Exercise description
Edit everything from the start of the records down to the line containing "(1184, 435)", replacing "wooden plank floor" with "oak plank floor" and leaving all else unchanged.

(Location identification records)
--- start ---
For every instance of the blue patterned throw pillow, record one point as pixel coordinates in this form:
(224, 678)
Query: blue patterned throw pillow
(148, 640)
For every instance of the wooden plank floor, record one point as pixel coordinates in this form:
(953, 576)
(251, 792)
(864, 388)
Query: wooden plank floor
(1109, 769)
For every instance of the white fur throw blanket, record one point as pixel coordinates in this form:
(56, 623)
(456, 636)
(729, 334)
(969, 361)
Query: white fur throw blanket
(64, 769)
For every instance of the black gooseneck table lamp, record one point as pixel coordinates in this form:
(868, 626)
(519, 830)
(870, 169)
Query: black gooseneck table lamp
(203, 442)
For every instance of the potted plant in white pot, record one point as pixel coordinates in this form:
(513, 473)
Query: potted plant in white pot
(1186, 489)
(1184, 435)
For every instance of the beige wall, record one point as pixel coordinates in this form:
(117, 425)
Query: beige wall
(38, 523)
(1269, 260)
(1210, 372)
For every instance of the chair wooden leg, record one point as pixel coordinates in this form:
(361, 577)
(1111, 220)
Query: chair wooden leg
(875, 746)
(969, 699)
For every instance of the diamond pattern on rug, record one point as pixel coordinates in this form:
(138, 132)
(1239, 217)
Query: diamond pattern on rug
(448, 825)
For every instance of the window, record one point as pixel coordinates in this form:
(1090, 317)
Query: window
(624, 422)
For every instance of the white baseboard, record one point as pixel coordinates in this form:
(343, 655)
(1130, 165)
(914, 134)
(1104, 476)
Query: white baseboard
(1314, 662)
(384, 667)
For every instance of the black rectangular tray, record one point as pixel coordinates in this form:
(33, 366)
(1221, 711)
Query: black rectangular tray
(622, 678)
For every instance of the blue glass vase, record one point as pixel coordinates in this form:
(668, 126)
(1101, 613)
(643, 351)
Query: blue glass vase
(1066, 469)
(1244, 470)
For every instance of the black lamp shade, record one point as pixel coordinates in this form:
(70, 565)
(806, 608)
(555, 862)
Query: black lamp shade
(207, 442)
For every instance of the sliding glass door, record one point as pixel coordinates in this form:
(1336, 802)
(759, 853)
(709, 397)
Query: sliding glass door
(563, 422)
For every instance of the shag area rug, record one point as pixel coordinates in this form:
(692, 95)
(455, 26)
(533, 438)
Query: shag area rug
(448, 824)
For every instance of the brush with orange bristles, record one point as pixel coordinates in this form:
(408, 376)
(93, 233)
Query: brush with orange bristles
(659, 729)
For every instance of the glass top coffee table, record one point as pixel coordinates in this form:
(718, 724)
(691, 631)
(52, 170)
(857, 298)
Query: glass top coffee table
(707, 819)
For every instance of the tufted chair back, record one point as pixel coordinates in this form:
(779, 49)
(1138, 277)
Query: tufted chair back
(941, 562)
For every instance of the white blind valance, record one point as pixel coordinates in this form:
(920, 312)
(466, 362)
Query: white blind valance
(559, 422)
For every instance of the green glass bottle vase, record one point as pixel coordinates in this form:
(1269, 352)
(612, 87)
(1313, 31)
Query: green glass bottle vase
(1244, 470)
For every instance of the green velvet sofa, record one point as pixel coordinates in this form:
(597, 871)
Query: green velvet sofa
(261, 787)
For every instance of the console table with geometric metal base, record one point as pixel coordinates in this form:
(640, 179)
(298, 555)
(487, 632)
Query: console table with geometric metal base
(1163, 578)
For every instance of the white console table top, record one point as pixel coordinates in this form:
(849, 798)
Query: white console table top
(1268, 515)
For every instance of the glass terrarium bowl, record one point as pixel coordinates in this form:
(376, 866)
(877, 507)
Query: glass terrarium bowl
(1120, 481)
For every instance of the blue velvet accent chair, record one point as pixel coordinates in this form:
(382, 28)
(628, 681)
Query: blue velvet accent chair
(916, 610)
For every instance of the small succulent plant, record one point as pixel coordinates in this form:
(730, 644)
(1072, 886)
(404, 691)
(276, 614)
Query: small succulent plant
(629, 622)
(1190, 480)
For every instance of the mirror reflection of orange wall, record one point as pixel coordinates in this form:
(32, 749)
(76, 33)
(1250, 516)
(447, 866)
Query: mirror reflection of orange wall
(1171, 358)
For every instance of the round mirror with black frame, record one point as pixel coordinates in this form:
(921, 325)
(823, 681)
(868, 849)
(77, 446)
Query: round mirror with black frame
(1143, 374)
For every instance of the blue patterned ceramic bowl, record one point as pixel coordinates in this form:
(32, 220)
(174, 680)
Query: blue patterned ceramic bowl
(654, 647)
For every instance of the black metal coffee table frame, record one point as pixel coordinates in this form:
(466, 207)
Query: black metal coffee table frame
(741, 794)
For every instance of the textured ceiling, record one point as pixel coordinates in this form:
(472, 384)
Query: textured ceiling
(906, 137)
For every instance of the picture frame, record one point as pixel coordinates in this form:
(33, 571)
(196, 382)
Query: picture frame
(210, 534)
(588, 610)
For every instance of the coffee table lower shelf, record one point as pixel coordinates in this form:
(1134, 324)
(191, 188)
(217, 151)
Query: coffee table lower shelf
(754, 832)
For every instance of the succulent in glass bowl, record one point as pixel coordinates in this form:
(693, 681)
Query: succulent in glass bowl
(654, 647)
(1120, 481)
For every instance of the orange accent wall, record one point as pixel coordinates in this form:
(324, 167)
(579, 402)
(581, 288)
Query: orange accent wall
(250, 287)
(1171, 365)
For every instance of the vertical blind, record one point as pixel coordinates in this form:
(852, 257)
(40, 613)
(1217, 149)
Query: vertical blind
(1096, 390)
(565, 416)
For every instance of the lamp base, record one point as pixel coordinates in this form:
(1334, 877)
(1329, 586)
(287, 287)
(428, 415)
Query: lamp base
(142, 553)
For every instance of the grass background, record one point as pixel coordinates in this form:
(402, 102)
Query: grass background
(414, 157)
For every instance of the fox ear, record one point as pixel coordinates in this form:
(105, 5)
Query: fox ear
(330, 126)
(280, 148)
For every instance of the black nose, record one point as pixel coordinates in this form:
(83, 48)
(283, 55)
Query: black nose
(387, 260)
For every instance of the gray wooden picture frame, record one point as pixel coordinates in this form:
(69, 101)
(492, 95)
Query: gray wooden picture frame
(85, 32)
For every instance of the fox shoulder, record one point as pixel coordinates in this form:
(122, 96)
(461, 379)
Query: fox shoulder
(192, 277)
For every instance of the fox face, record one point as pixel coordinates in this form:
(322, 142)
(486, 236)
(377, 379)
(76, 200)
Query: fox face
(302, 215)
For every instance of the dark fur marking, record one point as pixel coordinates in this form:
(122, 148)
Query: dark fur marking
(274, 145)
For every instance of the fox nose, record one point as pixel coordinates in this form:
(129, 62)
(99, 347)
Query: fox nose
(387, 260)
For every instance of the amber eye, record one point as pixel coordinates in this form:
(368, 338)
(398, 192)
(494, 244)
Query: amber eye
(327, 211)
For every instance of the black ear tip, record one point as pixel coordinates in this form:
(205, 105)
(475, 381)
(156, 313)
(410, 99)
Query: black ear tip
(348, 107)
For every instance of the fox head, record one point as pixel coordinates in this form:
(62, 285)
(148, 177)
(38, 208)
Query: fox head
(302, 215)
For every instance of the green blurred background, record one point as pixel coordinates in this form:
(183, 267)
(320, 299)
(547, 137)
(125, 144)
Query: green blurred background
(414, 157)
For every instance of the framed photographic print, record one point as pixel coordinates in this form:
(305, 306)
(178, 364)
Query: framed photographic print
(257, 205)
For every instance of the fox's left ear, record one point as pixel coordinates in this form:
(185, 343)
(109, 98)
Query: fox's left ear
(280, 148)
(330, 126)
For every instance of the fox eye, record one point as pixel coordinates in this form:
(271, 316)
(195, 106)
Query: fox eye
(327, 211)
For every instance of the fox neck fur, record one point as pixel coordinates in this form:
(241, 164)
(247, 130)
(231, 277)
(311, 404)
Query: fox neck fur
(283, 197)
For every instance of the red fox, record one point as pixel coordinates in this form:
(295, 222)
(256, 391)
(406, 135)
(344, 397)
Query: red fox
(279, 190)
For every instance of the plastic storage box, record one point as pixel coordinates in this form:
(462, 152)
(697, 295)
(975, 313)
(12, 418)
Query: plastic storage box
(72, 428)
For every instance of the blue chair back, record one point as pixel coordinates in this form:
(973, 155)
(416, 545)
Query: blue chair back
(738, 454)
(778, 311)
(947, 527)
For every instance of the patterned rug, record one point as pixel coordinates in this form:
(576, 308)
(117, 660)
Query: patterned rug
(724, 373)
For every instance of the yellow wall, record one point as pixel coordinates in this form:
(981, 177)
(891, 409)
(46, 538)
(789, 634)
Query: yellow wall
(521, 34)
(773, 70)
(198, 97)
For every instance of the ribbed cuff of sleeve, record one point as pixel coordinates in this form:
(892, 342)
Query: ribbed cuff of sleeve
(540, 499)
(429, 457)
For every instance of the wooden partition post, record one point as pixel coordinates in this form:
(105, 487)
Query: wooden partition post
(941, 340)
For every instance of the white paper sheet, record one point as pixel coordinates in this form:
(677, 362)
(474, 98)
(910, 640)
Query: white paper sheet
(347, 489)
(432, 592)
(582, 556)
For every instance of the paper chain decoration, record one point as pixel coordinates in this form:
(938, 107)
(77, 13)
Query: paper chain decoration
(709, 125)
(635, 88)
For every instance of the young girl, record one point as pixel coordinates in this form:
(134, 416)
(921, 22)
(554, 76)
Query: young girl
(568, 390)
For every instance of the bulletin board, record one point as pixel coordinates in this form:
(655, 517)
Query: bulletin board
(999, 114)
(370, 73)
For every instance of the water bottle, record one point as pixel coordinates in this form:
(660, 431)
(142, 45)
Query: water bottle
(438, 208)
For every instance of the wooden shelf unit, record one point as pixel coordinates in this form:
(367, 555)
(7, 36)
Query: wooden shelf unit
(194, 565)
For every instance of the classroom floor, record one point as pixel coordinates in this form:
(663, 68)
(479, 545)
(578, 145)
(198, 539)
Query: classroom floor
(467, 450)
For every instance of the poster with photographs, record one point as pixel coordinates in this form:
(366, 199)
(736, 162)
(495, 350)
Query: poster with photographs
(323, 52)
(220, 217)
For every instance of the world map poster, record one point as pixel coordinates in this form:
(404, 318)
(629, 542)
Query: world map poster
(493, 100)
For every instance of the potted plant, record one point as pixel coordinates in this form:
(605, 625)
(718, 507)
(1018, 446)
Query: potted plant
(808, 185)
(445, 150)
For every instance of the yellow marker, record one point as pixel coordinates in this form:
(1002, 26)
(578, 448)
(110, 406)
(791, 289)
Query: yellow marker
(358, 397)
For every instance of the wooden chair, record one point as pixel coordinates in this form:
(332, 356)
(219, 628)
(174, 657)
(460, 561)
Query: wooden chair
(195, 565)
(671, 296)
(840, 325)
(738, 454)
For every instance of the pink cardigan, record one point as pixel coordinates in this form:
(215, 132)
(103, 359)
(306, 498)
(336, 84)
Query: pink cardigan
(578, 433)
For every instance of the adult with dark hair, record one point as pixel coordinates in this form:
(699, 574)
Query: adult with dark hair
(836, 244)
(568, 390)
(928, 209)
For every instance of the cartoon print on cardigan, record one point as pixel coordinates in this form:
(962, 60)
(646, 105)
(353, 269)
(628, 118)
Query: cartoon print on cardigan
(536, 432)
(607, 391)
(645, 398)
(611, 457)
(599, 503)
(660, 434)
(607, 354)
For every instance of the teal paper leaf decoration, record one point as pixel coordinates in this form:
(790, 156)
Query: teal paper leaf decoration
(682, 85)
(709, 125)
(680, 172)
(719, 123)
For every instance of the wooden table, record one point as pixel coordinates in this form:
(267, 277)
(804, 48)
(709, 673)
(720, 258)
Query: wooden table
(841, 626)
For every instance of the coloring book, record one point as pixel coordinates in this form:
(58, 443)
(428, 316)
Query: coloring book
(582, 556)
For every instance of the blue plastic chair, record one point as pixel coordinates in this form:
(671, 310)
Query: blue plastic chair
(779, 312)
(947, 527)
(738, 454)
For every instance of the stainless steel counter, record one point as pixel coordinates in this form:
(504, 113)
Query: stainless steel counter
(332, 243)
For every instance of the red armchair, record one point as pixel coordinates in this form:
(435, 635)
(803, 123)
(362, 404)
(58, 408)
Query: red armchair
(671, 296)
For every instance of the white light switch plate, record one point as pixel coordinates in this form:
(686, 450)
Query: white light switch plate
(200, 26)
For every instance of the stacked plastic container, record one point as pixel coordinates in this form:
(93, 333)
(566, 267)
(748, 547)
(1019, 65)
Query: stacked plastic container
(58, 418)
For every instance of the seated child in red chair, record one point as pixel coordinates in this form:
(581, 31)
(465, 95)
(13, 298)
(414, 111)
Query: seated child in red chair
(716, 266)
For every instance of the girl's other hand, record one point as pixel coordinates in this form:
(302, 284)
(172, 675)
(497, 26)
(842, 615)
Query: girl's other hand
--- end ---
Correct output
For every instance of the blue patterned throw pillow, record one point as pixel coordinates in this form:
(224, 678)
Query: blue patterned throw pillow
(148, 640)
For every instance of the oak plank floor, record one point as pixel coordinates in this form:
(953, 576)
(251, 792)
(864, 388)
Query: oak plank floor
(1109, 769)
For every instance of the white fur throw blanket, record one point as pixel coordinates in this form:
(56, 623)
(456, 636)
(729, 334)
(969, 361)
Query: white fur throw blanket
(64, 769)
For every instance of the black gooseneck table lamp, record one point as pixel coordinates in this form:
(868, 626)
(519, 830)
(870, 169)
Query: black gooseneck table lamp
(203, 442)
For every instance of the potted plant in white pot, record one point as pixel coordinates in this form:
(513, 473)
Query: potted plant in white pot
(1186, 489)
(1184, 435)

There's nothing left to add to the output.